Free-text object descriptions:
^^^^^^^^

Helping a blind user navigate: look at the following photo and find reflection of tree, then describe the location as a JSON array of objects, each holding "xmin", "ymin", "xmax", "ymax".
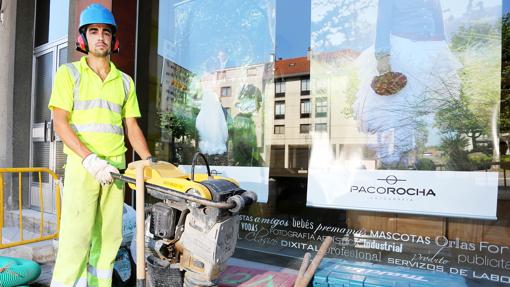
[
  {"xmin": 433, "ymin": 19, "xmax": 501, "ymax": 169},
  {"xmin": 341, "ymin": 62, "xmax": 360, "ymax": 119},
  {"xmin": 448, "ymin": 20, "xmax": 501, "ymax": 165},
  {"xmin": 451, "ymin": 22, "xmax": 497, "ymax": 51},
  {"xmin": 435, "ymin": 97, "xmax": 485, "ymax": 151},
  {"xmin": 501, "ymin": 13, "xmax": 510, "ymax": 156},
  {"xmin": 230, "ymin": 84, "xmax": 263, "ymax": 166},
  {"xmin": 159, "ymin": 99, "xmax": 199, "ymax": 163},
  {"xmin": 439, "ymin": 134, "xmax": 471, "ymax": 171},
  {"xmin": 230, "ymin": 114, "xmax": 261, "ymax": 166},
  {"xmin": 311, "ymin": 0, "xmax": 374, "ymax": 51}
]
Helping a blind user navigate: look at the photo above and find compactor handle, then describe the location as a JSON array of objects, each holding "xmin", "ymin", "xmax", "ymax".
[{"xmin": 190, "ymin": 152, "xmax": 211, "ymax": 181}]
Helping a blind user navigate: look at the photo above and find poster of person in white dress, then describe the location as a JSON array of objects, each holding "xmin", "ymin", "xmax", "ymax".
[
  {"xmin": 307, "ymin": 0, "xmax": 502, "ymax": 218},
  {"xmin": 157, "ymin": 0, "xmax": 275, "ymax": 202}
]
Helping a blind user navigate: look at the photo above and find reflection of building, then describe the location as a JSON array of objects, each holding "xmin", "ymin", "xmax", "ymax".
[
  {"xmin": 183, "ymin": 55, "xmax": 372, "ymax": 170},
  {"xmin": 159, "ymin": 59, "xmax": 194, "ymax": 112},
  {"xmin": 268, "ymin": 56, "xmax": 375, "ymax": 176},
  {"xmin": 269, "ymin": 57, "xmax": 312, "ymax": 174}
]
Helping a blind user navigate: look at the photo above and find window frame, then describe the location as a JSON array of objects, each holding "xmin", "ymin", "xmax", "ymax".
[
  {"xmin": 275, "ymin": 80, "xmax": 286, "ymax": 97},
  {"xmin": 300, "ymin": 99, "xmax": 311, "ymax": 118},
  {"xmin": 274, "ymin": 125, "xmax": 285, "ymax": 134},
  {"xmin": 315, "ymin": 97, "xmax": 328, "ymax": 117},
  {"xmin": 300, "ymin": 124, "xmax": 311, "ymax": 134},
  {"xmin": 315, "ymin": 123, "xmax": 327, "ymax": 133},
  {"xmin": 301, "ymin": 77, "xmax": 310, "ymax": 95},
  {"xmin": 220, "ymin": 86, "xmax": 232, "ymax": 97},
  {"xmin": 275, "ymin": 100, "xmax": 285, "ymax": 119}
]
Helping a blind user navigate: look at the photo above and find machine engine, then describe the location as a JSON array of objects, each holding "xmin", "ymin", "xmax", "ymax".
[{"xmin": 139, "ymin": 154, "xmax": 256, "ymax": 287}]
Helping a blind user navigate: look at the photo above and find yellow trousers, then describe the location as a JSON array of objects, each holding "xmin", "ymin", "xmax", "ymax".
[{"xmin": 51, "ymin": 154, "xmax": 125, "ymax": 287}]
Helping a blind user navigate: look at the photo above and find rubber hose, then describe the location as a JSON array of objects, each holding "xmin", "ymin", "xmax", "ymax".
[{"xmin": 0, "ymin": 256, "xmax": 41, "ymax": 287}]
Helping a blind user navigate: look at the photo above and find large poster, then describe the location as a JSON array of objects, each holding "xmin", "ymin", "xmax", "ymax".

^^^^^^^^

Task directions =
Write every line above again exactly, but leave the pictures out.

Response to this task =
Helping a blind user navigate: look at the following photo and find reflection of tree, then describe the location as a JSON array of objects, each holding "xmin", "ymin", "xmax", "ymax".
[
  {"xmin": 433, "ymin": 19, "xmax": 501, "ymax": 169},
  {"xmin": 341, "ymin": 62, "xmax": 360, "ymax": 119},
  {"xmin": 448, "ymin": 20, "xmax": 501, "ymax": 165},
  {"xmin": 451, "ymin": 22, "xmax": 497, "ymax": 51},
  {"xmin": 435, "ymin": 97, "xmax": 485, "ymax": 151},
  {"xmin": 501, "ymin": 13, "xmax": 510, "ymax": 156},
  {"xmin": 230, "ymin": 84, "xmax": 263, "ymax": 166},
  {"xmin": 159, "ymin": 99, "xmax": 199, "ymax": 163},
  {"xmin": 439, "ymin": 134, "xmax": 471, "ymax": 171},
  {"xmin": 230, "ymin": 114, "xmax": 261, "ymax": 166},
  {"xmin": 311, "ymin": 0, "xmax": 374, "ymax": 51}
]
Helping a blind user navigate: look at the photo above and find compactor handle, then describe the location as a JSON array of objects, each holding "xmin", "ymin", "xmax", "ymax".
[{"xmin": 190, "ymin": 152, "xmax": 211, "ymax": 181}]
Helping a blind user navigate: look at the photo above and find poster of person in white dress, then describe the location as a JSON array of objects, each holding "xmin", "ymin", "xmax", "ymax".
[
  {"xmin": 307, "ymin": 0, "xmax": 502, "ymax": 218},
  {"xmin": 157, "ymin": 0, "xmax": 275, "ymax": 202}
]
Helping a blind user navigate: look at the photo above and find reflection of building, then describe the location as a JSON array of objects, each holding "xmin", "ymin", "xmax", "ymax".
[
  {"xmin": 183, "ymin": 55, "xmax": 372, "ymax": 170},
  {"xmin": 159, "ymin": 59, "xmax": 194, "ymax": 112},
  {"xmin": 268, "ymin": 56, "xmax": 375, "ymax": 176},
  {"xmin": 269, "ymin": 57, "xmax": 312, "ymax": 174}
]
Helping a blind user navigate: look at the photo above and find window frame, then describe the location as a JSON array of objects, each holding "xmin", "ymin", "xmax", "ymax".
[
  {"xmin": 275, "ymin": 80, "xmax": 286, "ymax": 97},
  {"xmin": 300, "ymin": 99, "xmax": 311, "ymax": 118},
  {"xmin": 274, "ymin": 125, "xmax": 285, "ymax": 134},
  {"xmin": 315, "ymin": 97, "xmax": 328, "ymax": 117},
  {"xmin": 300, "ymin": 124, "xmax": 311, "ymax": 134},
  {"xmin": 315, "ymin": 123, "xmax": 327, "ymax": 133},
  {"xmin": 301, "ymin": 77, "xmax": 310, "ymax": 95},
  {"xmin": 220, "ymin": 86, "xmax": 232, "ymax": 97},
  {"xmin": 275, "ymin": 100, "xmax": 285, "ymax": 119}
]
Helping a blind user navigate: look at the photo above and find machine engine, then describe the location as a JSON array of objects, each holding "xmin", "ymin", "xmax", "ymax".
[{"xmin": 139, "ymin": 154, "xmax": 256, "ymax": 287}]
Helping a blind user navigate: look at the photo above and find yellow trousers, then describe the location as a JSON array of objects, each holding "xmin", "ymin", "xmax", "ymax".
[{"xmin": 51, "ymin": 154, "xmax": 125, "ymax": 287}]
Helping a blind user navigate: look at the photo above and find rubber hose, then describe the location as a JSON array of objects, each holding "xmin", "ymin", "xmax", "ymax".
[{"xmin": 0, "ymin": 256, "xmax": 41, "ymax": 287}]
Helping a blind user navigate: look at the photo above and find large poster, then describe the location as a JSON array of objects, each holding "xmin", "ymin", "xmax", "ymax".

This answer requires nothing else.